JOBS »
**a)** Say whether each statement agrees with the case study on cross-thread recall below. Answer yes or no for each and quote the deciding words. (i) The screenshots come from a real vault and Cursor sessions. (ii) The case study calls losing last week's plan from view a failure of the model. (iii) The repo-only answer is described as inaccurate for the repository.
**b)** In the case study on cross-thread recall below, after roughly how much steady ingest can a vault show dense clusters?
**c)** Copy the case study on cross-thread recall below, from "This case study" up to and including "thread or repo.".

SELECTION »
========

ClawQL

Source: This page and docs/case_studies/cross-thread-vault-recall-cuckoo-filters.md are kept in sync; figures below are served from /public/case-studies/cross-thread-vault-recall/.

Case study: cross-thread recall — why the repo is not enough (Cuckoo / hybrid memory)

This case study contrasts two ways an assistant can answer a question about your plans:

  1. Repository + editor context only — search src/, docs/, lockfiles. If the design never landed in git, the honest answer is “nothing here.”
  2. memory_recall() over an Obsidian vault populated by memory_ingest() — durable notes, [[wikilinks]], indexes, and optional vector / membership sidecars so recall can surface relevant pages even when they are not in the current thread or repo.

The concrete example: Cuckoo filters and hybrid memory.db work discussed in vault notes before equivalent code or docs existed in the tree. A third beat in the same workflow: after memory_recall synthesizes the plan, search() + execute() on the bundled GitHub API can file tracking issues from that context — no manual copy-paste into github.com. Screenshots below are from a real vault and Cursor sessions (April 2026).

1. Problem: conversation context is ephemeral

Assistants are bounded by context windows and session boundaries. A detailed plan you agreed on last week in another chat (or with another product) is usually gone from the model’s view unless:

  • you paste it again,
  • it lives in git, or
  • it was persisted somewhere the tool chain can retrieve.

That is not a failure of the model; it is how the system is wired by default.

2. Negative control: ask the repo alone

User question (paraphrased): “What are we doing with Cuckoo filters in this project?”

If the assistant only searches the current repository and dependency manifests, it may correctly report: no references to “cuckoo,” no filter library wired in, no design doc checked in yet — and distinguish that from generic “filters” used for observability or tracing.

Cursor: repo-only search finds no Cuckoo plans in the codebase

That answer is accurate for the repo and misleading for your intent if the real plan lives in vault notes from earlier conversations.

3. What a week of memory_ingest can look like (Obsidian graph)

If you memory_ingest summaries of sessions — including chats with other assistants — into one Obsidian vault, the graph view becomes a map of topics, links, and hubs. After roughly one week of steady ingest, a vault can show dense clusters (hybrid memory, gRPC, benchmarks, GitHub issues, case studies) without you hand-maintaining every edge.

Obsidian graph view: Memory vault after ~1 week of ClawQL ingests

Typical filenames in such a vault (examples) include roadmap notes, _INDEX_* provider hubs, and cross-linked architecture pages — the graph is not decorative; it reflects [[wikilinks]] and backlink structure Obsidian (and ClawQL recall) can traverse.

4. Positive control: memory_recall() surfaces vault-only plans

Same question, but the assistant is instructed to use ClawQL MCP memory_recall (and optionally a second pass with a narrower query after seeing titles).

========

COLLECTED DATA »
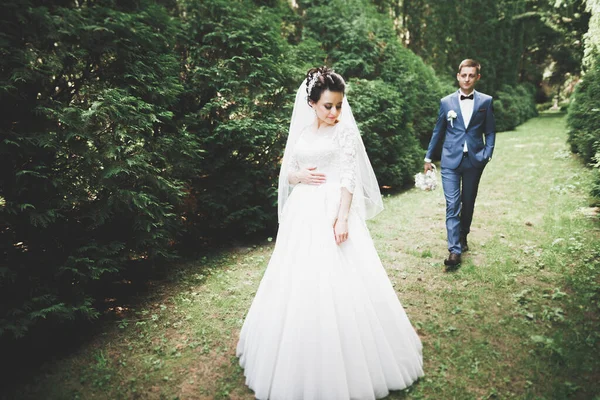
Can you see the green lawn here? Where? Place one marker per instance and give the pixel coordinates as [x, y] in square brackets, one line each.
[518, 320]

========

SOLUTIONS TO THE PROBLEMS »
**a)**
(i) Yes: "Screenshots below are from a real vault and Cursor sessions (April 2026)."
(ii) No: "That is not a failure of the model; it is how the system is wired by default."
(iii) No: "That answer is accurate for the repo and misleading for your intent if the real plan lives in vault notes from earlier conversations."

**b)** Roughly one week.

**c)**
This case study contrasts two ways an assistant can answer a question about your plans:

  1. Repository + editor context only — search src/, docs/, lockfiles. If the design never landed in git, the honest answer is “nothing here.”
  2. memory_recall() over an Obsidian vault populated by memory_ingest() — durable notes, [[wikilinks]], indexes, and optional vector / membership sidecars so recall can surface relevant pages even when they are not in the current thread or repo.